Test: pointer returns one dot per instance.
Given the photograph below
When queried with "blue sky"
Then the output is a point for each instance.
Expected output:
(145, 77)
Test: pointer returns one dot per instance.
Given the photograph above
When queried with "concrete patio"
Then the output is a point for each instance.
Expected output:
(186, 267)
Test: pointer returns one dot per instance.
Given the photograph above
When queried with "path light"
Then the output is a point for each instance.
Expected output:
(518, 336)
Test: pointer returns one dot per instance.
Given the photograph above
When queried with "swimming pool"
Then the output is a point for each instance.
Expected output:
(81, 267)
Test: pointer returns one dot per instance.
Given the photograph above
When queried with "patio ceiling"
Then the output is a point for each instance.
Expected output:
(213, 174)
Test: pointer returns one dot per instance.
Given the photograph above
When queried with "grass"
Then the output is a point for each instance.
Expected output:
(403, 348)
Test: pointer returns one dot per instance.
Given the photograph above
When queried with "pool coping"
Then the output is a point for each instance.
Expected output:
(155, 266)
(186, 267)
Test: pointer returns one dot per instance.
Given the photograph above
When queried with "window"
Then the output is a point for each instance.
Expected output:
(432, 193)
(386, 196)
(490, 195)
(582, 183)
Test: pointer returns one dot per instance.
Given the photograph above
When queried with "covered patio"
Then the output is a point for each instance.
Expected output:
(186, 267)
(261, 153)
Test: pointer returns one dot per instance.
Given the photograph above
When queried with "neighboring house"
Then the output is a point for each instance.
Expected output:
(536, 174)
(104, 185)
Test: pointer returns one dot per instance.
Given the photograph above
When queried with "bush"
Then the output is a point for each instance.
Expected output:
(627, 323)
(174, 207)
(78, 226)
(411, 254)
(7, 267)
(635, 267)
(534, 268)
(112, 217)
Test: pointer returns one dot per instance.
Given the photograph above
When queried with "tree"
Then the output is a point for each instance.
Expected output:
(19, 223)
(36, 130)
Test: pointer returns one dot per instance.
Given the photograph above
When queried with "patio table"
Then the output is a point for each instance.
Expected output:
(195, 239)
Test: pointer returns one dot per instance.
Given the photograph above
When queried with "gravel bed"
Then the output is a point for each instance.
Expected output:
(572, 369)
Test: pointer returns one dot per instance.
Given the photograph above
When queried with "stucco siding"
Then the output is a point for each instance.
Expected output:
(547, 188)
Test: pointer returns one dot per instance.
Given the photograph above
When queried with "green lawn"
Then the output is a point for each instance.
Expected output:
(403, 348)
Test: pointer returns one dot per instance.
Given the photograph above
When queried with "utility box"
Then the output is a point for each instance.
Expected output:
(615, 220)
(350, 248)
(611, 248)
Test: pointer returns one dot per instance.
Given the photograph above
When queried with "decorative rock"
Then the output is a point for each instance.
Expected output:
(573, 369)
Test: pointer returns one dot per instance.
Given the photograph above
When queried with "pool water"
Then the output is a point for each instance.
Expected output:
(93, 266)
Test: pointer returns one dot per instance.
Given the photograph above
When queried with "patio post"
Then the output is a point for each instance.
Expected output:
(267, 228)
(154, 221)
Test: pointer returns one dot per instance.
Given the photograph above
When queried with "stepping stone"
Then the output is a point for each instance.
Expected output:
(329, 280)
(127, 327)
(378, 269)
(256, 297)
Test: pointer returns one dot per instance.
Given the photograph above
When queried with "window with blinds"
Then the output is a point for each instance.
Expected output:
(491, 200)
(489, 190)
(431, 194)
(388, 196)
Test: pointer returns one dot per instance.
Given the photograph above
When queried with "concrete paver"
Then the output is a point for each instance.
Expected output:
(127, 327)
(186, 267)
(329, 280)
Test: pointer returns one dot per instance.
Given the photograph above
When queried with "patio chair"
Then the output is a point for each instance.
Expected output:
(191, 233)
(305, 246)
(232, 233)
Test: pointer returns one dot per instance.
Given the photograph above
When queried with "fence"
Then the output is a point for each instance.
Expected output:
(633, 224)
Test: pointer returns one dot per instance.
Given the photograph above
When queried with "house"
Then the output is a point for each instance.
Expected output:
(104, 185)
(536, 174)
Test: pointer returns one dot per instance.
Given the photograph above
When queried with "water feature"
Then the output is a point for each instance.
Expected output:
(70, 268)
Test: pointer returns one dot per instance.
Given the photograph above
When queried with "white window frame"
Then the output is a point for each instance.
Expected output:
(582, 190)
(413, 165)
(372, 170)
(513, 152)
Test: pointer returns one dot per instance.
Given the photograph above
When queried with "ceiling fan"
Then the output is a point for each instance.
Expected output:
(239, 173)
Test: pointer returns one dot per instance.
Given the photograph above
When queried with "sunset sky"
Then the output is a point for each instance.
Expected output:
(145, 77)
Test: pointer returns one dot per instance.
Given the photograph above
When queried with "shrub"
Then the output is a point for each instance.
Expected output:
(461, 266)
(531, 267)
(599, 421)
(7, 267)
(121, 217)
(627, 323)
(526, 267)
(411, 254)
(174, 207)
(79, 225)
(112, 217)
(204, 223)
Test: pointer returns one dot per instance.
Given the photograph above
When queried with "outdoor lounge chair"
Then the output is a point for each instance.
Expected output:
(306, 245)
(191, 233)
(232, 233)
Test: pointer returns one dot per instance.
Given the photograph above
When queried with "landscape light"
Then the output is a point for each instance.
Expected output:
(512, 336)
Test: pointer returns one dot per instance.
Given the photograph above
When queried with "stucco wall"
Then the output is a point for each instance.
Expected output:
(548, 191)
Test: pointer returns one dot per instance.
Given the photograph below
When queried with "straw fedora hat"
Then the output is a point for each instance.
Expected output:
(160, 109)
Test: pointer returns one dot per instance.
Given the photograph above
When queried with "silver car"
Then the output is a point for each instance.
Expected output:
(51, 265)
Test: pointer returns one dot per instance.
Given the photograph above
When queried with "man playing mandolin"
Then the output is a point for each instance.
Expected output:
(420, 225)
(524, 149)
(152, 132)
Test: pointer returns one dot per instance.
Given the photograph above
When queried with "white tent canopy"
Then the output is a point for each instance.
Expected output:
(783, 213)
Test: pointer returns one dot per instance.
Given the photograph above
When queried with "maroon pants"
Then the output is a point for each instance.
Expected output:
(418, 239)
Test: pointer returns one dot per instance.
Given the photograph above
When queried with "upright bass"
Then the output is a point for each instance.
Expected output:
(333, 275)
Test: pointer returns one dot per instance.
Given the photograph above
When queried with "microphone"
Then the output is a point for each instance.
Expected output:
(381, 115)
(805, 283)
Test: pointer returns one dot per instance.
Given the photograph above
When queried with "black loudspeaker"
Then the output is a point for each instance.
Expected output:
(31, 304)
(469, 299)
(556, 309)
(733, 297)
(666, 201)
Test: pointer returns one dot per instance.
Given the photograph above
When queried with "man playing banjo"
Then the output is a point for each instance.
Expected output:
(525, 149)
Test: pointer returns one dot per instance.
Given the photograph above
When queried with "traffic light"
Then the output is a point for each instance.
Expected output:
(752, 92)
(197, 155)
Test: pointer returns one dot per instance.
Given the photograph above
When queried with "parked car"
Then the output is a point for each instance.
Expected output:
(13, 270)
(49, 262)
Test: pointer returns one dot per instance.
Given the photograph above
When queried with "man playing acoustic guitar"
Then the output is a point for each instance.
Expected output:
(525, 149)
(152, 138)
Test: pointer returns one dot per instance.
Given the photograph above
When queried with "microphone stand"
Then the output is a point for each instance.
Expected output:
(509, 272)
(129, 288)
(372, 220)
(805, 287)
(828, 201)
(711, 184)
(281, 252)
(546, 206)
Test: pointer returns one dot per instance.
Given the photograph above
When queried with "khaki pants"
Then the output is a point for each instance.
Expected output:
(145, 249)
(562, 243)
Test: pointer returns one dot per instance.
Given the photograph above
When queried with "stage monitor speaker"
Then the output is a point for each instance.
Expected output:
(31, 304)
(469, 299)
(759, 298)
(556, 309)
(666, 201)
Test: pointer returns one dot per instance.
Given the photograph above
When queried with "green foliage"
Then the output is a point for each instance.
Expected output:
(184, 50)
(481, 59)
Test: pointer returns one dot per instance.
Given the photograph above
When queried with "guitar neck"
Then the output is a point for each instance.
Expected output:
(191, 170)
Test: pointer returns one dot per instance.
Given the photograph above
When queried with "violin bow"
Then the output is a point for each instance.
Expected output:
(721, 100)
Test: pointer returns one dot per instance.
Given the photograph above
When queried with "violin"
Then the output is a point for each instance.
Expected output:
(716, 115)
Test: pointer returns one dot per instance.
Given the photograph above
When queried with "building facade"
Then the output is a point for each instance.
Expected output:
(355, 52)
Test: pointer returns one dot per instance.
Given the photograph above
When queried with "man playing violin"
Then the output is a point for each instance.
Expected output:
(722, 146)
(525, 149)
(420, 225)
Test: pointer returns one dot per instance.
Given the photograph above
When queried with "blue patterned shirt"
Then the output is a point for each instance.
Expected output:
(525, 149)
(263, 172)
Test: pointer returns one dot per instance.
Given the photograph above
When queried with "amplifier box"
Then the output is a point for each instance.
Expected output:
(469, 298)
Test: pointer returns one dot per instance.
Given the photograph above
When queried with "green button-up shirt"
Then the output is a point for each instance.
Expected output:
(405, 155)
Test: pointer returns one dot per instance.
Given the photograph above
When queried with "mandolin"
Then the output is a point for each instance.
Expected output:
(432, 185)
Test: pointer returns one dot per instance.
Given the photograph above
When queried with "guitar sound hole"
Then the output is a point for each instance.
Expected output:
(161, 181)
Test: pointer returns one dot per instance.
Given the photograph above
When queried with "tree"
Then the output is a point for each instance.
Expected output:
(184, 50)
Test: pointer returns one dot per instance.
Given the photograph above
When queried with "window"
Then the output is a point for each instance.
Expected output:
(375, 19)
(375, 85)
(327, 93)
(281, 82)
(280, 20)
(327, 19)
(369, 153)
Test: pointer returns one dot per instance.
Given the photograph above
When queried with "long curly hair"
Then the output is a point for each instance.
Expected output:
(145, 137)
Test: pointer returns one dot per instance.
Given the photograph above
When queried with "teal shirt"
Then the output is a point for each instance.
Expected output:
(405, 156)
▬▬▬▬▬▬▬▬▬▬
Which lines in the material above contain the word "white"? Copy each of those lines in full.

### OUTPUT OF THE TASK
When queried with "white window frame"
When queried with "white tent canopy"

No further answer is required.